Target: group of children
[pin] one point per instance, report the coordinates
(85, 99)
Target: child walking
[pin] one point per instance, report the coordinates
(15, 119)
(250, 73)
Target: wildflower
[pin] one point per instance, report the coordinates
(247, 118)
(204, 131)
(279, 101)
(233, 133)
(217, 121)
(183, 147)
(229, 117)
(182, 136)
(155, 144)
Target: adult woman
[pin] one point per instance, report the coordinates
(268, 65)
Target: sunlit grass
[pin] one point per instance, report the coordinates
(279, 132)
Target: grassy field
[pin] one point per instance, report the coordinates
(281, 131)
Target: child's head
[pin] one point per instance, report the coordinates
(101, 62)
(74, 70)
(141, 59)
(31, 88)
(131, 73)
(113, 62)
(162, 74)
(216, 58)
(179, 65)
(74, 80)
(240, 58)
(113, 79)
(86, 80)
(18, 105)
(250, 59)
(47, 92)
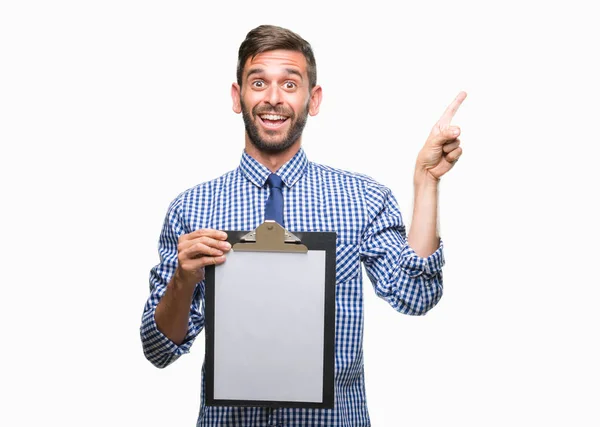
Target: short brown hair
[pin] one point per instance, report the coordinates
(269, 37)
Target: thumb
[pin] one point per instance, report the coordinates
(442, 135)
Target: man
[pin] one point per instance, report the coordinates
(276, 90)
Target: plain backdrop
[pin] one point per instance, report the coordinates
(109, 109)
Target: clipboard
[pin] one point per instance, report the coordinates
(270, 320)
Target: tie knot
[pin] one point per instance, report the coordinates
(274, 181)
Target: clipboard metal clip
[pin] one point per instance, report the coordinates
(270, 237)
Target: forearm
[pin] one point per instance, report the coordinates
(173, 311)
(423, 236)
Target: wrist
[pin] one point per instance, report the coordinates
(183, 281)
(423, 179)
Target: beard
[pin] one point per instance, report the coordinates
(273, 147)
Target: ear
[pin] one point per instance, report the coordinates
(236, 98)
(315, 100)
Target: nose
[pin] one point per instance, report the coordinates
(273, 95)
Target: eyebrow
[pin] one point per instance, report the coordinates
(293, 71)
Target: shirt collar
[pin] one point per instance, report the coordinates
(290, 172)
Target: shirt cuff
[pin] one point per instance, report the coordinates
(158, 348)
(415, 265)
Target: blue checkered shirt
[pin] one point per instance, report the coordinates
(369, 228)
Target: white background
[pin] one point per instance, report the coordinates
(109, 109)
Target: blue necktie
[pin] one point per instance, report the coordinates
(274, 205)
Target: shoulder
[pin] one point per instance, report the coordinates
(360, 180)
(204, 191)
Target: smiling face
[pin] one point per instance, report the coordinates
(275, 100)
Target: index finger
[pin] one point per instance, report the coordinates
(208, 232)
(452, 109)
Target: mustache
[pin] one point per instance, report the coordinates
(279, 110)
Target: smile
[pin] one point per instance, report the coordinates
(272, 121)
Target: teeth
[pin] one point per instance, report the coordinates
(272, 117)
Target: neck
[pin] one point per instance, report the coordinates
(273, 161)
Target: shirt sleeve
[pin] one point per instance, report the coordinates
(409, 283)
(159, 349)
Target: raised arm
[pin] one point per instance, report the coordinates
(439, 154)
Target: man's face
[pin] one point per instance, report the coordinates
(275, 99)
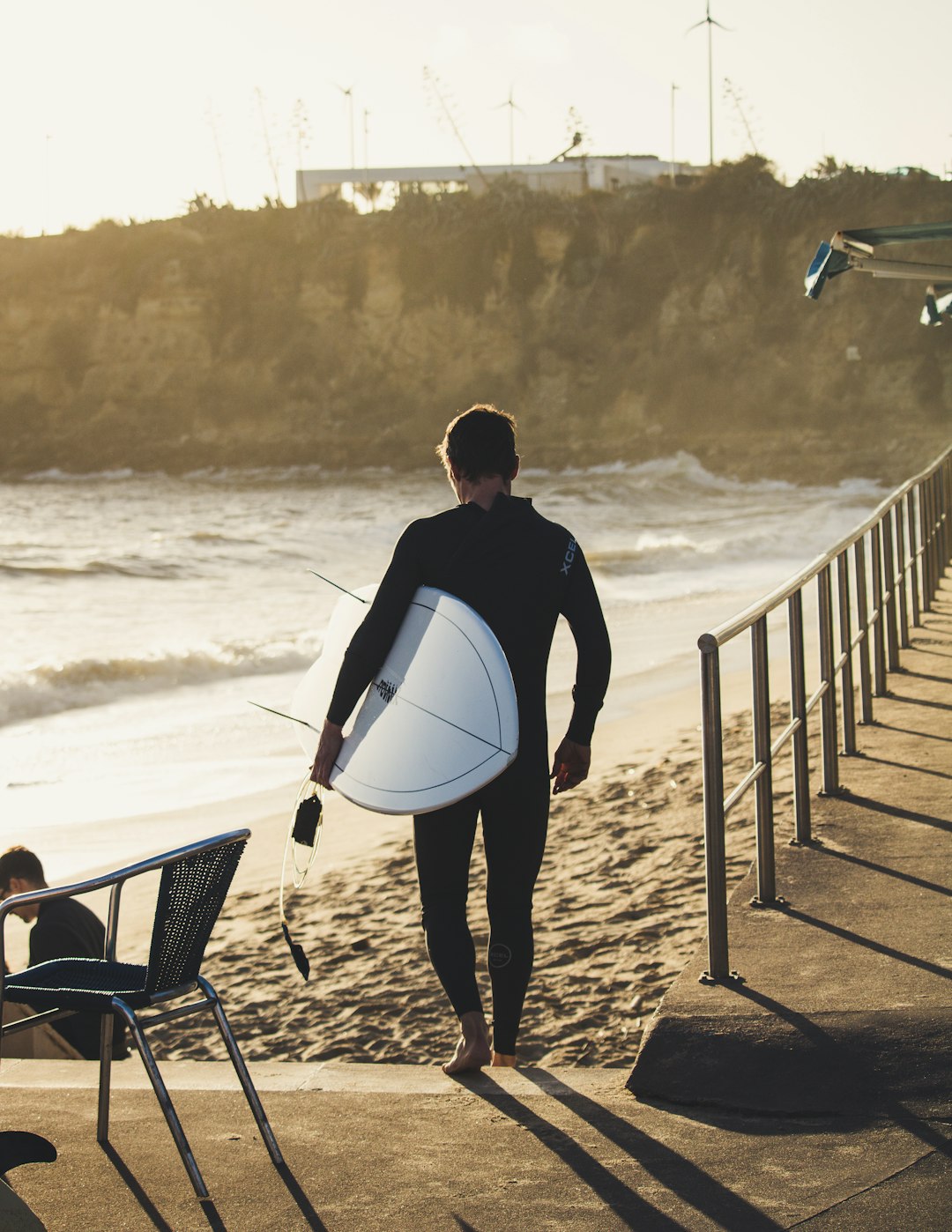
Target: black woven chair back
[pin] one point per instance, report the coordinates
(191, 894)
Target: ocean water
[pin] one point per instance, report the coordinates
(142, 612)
____________________
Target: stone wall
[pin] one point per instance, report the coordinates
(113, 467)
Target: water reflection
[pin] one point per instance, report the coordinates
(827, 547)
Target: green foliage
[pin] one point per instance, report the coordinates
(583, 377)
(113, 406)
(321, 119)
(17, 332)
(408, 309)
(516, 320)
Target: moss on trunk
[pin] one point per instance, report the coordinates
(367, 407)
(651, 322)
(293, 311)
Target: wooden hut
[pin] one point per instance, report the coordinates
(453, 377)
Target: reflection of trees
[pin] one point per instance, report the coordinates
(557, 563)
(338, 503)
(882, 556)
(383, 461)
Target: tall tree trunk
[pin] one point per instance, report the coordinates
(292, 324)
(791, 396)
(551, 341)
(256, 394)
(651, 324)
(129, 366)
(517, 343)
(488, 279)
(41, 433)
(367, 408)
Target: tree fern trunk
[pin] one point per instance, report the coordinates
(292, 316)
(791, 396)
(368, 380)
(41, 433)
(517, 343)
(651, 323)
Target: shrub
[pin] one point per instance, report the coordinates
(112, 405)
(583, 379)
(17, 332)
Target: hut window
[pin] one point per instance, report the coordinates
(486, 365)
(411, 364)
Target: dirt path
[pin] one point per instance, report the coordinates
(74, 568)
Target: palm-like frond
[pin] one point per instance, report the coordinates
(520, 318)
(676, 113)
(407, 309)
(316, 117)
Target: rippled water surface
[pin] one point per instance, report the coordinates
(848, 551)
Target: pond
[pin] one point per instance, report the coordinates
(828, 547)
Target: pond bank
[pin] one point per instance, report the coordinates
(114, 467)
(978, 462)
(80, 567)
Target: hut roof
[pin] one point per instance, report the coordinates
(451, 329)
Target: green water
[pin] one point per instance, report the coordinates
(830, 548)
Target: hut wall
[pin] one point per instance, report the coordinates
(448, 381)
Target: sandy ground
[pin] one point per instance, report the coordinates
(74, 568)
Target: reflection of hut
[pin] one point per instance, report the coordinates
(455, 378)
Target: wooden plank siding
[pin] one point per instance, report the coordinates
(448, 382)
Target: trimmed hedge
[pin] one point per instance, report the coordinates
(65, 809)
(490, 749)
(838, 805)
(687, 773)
____________________
**Task to complete:** Please gather every line above that contains the string "trunk", treating case as significant.

**Worked answer:**
Target: moss on trunk
Target: tall tree trunk
Target: tree fern trunk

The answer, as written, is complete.